2n² + 3n is the sum of n terms of an arithmetic sequence. Find common difference
Answers
Answer:
If S(n) = 2n² + 3n then, find the common difference (d) of the AP.
Answer:
d = 4
Note:
• A sequence in which, the difference between the consecutive terms are same is called AP (Arithmetic Progression).
• Any AP is given as ; a , (a + d) , (a + 2d) , .....
• The nth term of an AP is given by ;
T(n) = a + (n - 1)d , where a is the first term and d is the common difference of the AP .

* _Data shown_:
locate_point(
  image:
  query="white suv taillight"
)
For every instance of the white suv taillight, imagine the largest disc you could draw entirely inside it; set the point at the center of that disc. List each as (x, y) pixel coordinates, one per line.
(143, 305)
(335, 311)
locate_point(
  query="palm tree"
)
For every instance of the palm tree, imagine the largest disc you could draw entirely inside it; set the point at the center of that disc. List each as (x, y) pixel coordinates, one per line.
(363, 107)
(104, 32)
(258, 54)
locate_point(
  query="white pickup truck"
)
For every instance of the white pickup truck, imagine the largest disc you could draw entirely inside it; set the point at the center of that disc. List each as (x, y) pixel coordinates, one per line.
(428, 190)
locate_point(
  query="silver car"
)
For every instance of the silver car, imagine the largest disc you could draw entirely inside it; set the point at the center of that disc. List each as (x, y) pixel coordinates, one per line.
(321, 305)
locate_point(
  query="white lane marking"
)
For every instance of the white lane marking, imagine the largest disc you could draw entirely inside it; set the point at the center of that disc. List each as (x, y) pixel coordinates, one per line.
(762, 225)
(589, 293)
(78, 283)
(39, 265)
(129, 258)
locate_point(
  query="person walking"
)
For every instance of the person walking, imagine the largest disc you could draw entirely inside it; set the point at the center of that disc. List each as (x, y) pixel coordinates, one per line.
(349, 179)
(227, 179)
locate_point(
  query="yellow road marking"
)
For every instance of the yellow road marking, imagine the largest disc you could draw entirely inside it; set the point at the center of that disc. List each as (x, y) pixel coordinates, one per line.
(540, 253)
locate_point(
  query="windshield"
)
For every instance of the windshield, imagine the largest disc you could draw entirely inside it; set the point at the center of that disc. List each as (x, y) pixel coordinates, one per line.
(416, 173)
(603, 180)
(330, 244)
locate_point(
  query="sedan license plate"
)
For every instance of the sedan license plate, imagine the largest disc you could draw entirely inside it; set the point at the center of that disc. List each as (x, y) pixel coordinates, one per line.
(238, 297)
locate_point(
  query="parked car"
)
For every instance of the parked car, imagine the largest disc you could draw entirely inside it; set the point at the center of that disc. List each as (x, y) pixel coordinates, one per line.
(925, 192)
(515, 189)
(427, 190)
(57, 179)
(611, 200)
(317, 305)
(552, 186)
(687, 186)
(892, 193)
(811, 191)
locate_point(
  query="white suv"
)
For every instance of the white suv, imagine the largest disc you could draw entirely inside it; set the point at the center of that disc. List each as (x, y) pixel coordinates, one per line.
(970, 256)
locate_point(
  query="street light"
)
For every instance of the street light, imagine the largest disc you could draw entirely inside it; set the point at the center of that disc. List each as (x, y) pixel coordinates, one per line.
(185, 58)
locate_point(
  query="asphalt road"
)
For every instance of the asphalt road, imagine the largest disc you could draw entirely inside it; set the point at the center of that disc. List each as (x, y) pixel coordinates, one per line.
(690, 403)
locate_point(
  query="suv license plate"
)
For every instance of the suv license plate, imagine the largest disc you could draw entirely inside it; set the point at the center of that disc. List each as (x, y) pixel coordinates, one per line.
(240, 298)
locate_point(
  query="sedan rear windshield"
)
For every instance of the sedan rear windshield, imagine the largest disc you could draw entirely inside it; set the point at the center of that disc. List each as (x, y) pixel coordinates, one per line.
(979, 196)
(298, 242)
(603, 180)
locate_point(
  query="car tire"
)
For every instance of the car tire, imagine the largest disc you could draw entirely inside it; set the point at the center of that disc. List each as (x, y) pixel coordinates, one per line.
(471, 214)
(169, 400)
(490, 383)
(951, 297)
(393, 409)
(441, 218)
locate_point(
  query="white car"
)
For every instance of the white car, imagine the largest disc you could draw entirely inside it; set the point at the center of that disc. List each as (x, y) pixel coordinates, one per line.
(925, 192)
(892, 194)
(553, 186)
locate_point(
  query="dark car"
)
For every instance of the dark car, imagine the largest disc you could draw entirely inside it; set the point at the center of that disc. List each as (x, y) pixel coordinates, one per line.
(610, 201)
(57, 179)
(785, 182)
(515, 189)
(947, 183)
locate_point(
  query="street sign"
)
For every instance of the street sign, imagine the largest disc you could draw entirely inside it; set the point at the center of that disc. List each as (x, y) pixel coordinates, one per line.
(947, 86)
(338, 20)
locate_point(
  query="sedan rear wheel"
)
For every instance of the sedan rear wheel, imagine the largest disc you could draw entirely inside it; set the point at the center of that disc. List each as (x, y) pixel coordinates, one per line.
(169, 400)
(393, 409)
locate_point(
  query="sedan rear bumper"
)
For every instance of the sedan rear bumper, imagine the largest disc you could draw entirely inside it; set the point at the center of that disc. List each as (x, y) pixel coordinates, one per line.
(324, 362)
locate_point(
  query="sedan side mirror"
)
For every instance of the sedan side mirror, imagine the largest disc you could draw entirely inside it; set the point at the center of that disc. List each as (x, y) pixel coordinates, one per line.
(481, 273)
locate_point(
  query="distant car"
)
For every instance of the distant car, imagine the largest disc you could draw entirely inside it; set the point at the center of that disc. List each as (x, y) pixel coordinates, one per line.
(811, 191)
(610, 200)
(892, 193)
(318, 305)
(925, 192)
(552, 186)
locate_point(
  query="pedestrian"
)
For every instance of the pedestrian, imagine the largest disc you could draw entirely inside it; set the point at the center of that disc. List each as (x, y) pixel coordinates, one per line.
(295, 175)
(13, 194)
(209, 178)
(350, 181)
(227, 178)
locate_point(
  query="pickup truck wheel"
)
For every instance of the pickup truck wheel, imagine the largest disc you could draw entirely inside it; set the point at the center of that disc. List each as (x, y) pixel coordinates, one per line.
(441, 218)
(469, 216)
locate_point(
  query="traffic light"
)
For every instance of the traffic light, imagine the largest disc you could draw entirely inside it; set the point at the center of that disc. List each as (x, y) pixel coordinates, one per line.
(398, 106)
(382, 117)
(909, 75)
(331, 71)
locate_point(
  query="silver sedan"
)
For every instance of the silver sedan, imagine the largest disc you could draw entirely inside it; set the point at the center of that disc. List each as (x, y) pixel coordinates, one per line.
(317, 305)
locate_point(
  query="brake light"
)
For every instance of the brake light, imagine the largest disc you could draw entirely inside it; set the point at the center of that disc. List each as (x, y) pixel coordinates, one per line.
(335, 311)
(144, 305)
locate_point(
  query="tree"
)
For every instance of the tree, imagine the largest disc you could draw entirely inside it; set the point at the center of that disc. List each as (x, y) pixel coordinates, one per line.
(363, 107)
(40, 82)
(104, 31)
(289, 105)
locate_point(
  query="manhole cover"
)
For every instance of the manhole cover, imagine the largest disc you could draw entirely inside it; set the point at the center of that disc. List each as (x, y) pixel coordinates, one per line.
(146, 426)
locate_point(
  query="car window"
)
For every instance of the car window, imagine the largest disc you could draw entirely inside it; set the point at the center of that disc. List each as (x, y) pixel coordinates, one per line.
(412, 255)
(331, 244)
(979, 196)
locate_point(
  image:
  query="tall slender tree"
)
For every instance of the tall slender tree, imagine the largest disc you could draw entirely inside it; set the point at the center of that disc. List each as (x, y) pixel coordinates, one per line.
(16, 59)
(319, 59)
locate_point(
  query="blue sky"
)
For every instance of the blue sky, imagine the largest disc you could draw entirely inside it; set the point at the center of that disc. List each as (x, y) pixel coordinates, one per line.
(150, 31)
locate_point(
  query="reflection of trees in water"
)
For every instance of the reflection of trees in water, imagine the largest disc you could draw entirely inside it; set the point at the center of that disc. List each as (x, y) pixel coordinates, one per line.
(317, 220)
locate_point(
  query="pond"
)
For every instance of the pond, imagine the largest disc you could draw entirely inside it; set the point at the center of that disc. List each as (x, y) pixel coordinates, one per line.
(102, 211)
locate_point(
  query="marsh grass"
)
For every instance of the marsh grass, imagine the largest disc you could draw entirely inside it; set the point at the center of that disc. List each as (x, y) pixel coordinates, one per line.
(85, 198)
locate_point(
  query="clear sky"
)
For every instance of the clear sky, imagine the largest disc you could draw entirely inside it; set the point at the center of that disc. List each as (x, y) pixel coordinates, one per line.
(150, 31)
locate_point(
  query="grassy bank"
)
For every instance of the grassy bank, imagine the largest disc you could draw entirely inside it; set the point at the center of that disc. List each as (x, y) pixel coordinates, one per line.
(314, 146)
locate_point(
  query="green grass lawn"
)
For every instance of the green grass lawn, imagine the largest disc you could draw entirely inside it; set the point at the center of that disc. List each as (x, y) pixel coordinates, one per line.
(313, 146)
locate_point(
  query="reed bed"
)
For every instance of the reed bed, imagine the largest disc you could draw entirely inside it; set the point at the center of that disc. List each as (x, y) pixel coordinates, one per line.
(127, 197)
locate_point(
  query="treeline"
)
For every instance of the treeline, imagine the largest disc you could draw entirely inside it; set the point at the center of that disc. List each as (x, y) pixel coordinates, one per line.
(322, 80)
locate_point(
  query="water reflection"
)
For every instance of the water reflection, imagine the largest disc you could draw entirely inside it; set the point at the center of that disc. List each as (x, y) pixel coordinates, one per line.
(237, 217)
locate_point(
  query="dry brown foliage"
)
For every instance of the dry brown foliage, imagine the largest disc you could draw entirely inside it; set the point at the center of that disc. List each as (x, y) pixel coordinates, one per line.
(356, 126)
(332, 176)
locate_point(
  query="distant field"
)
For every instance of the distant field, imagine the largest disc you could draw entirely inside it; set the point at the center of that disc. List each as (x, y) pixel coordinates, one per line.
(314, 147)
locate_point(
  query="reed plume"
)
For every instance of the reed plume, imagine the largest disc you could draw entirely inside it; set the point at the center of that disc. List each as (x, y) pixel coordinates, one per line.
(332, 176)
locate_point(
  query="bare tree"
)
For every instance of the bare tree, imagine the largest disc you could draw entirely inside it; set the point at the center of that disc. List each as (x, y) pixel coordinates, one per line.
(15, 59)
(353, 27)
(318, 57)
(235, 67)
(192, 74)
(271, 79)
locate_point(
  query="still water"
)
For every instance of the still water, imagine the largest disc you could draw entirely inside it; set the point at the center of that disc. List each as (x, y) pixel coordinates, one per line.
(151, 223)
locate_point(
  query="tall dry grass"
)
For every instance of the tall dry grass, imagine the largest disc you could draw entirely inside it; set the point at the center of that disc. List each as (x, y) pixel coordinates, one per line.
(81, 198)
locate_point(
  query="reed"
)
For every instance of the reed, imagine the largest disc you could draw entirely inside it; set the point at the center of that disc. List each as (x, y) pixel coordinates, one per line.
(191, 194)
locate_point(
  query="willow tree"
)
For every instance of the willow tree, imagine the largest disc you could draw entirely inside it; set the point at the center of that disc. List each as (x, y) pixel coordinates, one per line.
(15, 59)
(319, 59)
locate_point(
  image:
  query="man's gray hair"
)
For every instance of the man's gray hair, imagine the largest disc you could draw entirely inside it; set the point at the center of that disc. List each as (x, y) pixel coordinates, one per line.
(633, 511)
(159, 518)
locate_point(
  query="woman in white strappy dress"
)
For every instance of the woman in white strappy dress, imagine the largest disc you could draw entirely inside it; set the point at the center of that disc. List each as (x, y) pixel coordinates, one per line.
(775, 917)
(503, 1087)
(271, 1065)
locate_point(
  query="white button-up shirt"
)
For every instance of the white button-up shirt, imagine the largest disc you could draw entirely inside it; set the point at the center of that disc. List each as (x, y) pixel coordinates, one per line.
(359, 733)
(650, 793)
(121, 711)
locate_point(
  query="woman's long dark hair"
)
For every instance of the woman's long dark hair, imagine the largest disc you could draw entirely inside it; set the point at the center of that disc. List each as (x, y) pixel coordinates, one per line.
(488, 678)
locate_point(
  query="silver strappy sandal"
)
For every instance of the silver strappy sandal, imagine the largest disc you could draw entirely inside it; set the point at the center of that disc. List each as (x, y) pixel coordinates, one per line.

* _Jobs_:
a - According to the arithmetic progression solution, what is the common difference of the AP when S(n) = 2n² + 3n?
b - From the arithmetic progression solution, quote the passage from "2n² + 3n is" up to and including "(a + d) , (a + 2d) , .....".
c - Extend the arithmetic progression solution, starting right after its final sentence.

* _Task results_:
a - The common difference is 4.

b -
2n² + 3n is the sum of n terms of an arithmetic sequence. Find common difference
Answers
Answer:
If S(n) = 2n² + 3n then, find the common difference (d) of the AP.
Answer:
d = 4
Note:
• A sequence in which, the difference between the consecutive terms are same is called AP (Arithmetic Progression).
• Any AP is given as ; a , (a + d) , (a + 2d) , .....

c -
• The common difference of an AP is given by ;
d = T(n) - T(n-1) .
• The sum of first n terms of an AP is given by ;
S(n) = (n/2)[2a + (n-1)d] .
• The nth term of an AP is given by ;
T(n) = S(n) - S(n-1) .
Solution:
It is given that ;
S(n) = 2n² + 3n
Thus;
S(n-1) = 2(n-1)² + 3(n-1)
Also;
=> T(n) = S(n) - S(n-1)
=> T(n) = [2n² + 3n] - [2(n-1)² + 3(n-1)]
=> T(n) = 2n² + 3n - 2(n-1)² - 3(n-1)
=> T(n) = 2[n² - (n-1)²] + 3[n - (n-1)]
=> T(n) = 2[n+(n-1)]•[n-(n-1)] + 3[n - (n-1)]
=> T(n) = 2(n+n-1)(n-n+1) + 3(n-n+1)
=> T(n) = 2(2n-1) + 3
=> T(n) = 4n - 4 + 3
=> T(n) = 4n - 1
Thus,
T(n-1) = 4(n-1) - 1
Now;
=> d = T(n) - T(n-1)
=> d = [4n - 1] - [4(n-1) - 1]
=> d = 4n - 1 - 4(n-1) + 1
=> d = 4n - 1 - 4n + 4 + 1
=> d = 4
Hence,
The common difference of the AP is 4 , ie ;
d = 4 .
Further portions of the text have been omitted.